About this task -
Tally up the lines below with "stone" in them. Answer with the number only.

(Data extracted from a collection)
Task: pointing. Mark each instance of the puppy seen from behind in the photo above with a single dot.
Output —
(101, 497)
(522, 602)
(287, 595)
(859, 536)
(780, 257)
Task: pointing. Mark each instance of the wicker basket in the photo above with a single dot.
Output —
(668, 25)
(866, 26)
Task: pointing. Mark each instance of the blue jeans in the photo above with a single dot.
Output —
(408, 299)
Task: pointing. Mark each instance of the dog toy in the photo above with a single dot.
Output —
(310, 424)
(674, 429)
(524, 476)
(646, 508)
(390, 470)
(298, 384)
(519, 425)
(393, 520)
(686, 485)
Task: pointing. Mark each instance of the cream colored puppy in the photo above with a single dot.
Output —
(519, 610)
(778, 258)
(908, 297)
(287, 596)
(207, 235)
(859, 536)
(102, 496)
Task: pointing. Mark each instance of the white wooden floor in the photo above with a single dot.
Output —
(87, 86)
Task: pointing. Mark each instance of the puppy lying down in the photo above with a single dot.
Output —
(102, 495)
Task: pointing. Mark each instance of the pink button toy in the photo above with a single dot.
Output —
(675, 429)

==

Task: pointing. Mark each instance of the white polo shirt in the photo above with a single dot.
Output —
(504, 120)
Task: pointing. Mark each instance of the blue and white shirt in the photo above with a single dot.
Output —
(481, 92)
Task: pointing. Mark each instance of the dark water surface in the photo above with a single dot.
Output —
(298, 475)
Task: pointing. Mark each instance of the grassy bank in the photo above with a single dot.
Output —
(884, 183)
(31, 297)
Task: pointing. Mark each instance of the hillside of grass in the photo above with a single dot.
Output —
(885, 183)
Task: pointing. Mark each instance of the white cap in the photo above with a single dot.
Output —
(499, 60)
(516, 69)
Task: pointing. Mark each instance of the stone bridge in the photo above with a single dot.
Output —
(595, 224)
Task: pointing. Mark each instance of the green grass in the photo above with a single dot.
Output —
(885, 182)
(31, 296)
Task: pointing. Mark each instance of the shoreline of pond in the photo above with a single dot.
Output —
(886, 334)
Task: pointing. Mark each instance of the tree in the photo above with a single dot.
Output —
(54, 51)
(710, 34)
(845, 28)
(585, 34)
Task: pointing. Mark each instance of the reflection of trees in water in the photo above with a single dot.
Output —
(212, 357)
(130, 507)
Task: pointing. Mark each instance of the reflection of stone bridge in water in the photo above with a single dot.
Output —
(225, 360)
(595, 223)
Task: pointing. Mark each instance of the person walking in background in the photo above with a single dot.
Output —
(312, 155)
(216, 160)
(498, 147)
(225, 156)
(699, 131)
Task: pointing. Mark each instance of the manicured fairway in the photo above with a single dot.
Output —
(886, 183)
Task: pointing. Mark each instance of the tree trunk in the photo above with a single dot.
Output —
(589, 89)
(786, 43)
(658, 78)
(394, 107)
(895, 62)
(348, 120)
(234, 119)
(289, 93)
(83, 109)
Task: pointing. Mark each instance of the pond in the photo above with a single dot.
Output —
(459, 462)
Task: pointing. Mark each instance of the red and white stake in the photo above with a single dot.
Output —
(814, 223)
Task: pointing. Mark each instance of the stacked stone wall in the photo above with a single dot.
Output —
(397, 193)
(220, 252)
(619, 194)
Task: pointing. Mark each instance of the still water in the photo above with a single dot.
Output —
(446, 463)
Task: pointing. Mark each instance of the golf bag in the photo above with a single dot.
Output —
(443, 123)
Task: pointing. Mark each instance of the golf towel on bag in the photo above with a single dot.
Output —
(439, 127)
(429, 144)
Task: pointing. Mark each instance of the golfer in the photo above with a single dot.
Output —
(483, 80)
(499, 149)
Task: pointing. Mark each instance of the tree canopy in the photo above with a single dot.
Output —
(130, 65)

Finished exercise -
3